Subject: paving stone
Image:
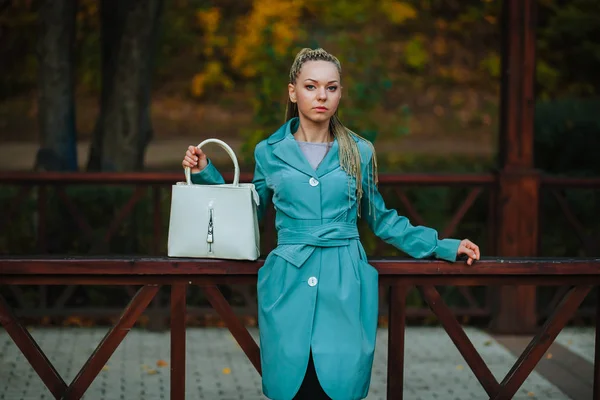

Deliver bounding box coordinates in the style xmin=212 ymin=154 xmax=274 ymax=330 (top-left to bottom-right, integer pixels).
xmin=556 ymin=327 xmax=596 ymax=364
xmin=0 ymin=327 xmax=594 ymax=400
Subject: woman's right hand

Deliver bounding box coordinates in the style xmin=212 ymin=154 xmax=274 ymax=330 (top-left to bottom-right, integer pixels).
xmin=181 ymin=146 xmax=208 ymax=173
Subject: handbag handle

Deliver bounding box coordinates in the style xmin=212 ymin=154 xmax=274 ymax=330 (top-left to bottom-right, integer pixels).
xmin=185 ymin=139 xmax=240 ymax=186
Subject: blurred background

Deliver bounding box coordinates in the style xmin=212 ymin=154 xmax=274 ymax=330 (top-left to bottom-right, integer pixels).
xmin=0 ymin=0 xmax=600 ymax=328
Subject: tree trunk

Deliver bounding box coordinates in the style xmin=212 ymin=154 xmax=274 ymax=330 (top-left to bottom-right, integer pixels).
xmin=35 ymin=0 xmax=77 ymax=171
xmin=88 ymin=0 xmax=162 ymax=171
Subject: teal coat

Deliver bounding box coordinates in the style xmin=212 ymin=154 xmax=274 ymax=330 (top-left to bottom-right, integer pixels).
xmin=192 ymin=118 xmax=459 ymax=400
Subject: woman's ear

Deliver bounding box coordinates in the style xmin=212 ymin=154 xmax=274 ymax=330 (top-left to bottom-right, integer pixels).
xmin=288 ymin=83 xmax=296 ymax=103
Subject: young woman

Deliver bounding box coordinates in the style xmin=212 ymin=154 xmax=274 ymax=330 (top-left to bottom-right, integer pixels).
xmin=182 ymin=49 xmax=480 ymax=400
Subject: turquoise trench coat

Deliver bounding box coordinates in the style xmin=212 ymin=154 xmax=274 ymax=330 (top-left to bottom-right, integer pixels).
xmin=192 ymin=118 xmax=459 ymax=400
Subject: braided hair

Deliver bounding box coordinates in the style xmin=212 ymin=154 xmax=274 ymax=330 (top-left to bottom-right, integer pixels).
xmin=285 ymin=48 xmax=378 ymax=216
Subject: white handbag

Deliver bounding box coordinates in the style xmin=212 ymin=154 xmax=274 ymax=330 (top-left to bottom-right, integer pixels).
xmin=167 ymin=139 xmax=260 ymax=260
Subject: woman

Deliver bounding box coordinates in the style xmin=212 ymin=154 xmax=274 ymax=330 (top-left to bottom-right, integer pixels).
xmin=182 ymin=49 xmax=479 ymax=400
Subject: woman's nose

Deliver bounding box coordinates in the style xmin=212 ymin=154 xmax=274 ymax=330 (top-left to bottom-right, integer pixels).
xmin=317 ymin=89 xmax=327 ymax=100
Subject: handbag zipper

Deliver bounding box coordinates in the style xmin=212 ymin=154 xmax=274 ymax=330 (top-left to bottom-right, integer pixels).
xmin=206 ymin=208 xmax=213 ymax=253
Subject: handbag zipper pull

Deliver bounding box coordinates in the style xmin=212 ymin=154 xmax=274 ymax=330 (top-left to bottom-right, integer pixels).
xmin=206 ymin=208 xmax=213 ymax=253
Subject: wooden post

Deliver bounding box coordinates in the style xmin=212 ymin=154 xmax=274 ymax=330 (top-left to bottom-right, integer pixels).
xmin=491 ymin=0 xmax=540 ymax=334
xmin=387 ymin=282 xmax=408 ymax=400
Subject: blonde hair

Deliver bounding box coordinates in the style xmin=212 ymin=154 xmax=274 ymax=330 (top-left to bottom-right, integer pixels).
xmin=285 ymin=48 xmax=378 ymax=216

==

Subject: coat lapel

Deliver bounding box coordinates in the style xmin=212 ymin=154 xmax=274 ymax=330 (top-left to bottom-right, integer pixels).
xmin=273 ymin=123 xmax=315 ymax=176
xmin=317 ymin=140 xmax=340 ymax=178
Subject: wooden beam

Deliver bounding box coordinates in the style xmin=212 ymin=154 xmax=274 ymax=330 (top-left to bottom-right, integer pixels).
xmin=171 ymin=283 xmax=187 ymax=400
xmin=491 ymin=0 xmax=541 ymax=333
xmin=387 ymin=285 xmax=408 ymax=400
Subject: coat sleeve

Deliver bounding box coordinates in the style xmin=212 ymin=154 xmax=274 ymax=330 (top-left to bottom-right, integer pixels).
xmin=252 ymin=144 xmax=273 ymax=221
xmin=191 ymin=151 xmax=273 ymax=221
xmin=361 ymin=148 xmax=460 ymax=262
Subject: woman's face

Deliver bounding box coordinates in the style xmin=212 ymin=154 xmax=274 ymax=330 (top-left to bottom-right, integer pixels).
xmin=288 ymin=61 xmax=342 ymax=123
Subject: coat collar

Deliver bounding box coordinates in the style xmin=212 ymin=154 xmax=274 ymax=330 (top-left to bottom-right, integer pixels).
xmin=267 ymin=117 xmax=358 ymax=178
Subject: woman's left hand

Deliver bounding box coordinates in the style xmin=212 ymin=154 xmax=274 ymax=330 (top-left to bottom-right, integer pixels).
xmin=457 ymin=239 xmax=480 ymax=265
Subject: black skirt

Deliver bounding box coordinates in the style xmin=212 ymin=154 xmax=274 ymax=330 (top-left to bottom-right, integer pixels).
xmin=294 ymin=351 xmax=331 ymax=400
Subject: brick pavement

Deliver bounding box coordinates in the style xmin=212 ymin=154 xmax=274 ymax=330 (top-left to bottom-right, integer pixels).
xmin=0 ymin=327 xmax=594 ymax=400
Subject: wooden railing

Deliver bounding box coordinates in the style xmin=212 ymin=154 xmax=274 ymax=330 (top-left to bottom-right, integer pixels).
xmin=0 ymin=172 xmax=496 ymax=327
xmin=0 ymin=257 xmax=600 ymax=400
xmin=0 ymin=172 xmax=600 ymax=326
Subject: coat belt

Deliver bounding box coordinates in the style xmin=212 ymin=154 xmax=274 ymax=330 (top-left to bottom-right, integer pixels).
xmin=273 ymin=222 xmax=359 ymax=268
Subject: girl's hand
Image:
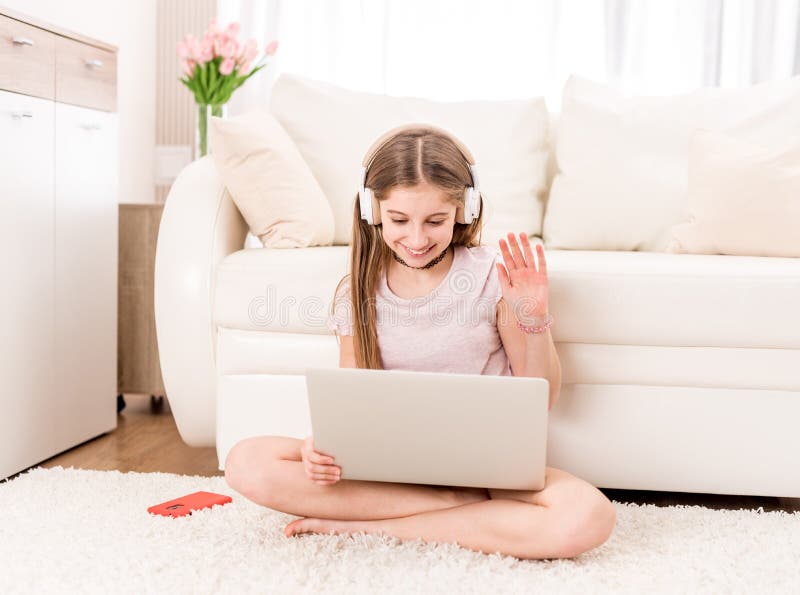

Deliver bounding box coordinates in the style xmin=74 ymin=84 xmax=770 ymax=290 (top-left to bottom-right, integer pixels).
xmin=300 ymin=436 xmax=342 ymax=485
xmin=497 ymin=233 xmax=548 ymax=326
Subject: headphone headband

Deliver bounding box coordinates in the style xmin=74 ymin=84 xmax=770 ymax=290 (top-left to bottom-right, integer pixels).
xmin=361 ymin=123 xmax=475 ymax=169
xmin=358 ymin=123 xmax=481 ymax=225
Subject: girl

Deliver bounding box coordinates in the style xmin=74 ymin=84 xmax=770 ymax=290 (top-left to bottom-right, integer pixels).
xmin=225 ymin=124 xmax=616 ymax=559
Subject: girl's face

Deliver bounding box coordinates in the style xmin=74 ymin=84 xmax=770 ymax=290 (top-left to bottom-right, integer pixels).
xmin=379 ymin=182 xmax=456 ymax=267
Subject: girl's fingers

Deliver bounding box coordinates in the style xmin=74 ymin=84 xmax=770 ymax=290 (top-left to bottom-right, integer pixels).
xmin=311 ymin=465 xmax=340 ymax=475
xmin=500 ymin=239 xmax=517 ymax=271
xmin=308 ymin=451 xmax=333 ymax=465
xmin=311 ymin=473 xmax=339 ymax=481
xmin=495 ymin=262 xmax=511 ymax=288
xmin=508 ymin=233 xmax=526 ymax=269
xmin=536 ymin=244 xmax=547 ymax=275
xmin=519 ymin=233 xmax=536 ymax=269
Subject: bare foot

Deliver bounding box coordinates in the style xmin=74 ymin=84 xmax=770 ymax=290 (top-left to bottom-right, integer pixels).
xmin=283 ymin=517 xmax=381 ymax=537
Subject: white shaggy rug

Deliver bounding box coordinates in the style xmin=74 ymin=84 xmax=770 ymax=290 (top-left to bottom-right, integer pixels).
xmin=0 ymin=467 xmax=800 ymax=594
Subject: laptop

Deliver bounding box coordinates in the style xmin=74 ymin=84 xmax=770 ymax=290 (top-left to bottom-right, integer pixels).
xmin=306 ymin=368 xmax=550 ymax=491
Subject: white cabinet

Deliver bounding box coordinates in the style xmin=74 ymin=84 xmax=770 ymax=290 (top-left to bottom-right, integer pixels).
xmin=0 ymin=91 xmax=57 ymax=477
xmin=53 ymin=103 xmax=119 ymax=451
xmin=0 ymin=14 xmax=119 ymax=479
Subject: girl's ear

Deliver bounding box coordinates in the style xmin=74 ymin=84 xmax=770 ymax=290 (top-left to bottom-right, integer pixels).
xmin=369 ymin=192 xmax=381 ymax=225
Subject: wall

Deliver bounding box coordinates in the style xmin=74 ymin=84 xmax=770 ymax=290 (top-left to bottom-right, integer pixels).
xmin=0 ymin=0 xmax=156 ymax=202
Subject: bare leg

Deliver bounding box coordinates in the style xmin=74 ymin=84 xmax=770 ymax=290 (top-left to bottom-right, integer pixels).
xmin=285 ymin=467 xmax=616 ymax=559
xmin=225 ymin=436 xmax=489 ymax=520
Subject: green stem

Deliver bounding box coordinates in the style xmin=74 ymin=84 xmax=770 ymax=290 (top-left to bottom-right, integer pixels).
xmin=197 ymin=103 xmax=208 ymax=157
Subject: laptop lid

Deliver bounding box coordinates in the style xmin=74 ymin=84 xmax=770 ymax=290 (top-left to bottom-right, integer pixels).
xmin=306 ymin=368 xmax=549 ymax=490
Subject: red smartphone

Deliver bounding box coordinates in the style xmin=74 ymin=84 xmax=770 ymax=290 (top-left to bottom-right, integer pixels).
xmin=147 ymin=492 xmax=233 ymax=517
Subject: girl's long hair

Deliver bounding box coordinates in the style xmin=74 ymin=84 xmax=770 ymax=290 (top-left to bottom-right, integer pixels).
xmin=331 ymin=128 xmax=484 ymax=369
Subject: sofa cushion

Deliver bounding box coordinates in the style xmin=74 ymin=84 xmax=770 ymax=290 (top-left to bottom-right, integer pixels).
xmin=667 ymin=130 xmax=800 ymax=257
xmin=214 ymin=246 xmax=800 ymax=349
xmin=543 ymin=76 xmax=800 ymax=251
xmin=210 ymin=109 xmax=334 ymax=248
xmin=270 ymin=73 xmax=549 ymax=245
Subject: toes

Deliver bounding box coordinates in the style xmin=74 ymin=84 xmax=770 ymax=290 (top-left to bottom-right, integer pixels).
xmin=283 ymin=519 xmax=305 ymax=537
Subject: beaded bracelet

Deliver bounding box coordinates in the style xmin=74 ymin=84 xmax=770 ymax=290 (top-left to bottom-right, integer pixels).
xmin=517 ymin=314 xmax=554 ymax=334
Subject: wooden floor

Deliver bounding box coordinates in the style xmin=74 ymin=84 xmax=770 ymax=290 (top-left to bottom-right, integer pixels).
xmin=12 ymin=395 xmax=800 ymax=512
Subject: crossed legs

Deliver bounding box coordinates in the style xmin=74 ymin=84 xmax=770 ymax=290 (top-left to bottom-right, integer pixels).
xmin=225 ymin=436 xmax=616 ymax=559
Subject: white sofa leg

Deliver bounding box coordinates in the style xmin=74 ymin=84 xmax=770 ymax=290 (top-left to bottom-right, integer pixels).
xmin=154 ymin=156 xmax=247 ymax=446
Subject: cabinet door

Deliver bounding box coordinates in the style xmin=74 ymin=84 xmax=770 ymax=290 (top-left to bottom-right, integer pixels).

§ Task prompt:
Please put the lines of the entries above into a Markdown table with the columns Row and Line, numbering each row and skipping blank lines. Include only the part that opens with the line containing "Subject: red smartphone" and closes with the line containing "xmin=270 ymin=73 xmax=549 ymax=245", both included.

§ Result of the task:
| Row | Line |
|---|---|
| 1 | Subject: red smartphone |
| 2 | Deliver bounding box coordinates in the style xmin=74 ymin=84 xmax=770 ymax=290 (top-left to bottom-right, integer pixels). |
| 3 | xmin=147 ymin=492 xmax=233 ymax=517 |
| 4 | Subject: girl's long hair |
| 5 | Deliver bounding box coordinates in the style xmin=74 ymin=84 xmax=770 ymax=290 (top-left to bottom-right, integer pixels). |
| 6 | xmin=331 ymin=128 xmax=484 ymax=369 |
| 7 | Subject: sofa cushion |
| 8 | Deliver bounding box coordinates in the style xmin=74 ymin=84 xmax=770 ymax=290 (top-left to bottom-right, integer pixels). |
| 9 | xmin=667 ymin=130 xmax=800 ymax=257 |
| 10 | xmin=214 ymin=246 xmax=800 ymax=349 |
| 11 | xmin=543 ymin=76 xmax=800 ymax=251 |
| 12 | xmin=210 ymin=109 xmax=334 ymax=248 |
| 13 | xmin=270 ymin=73 xmax=549 ymax=245 |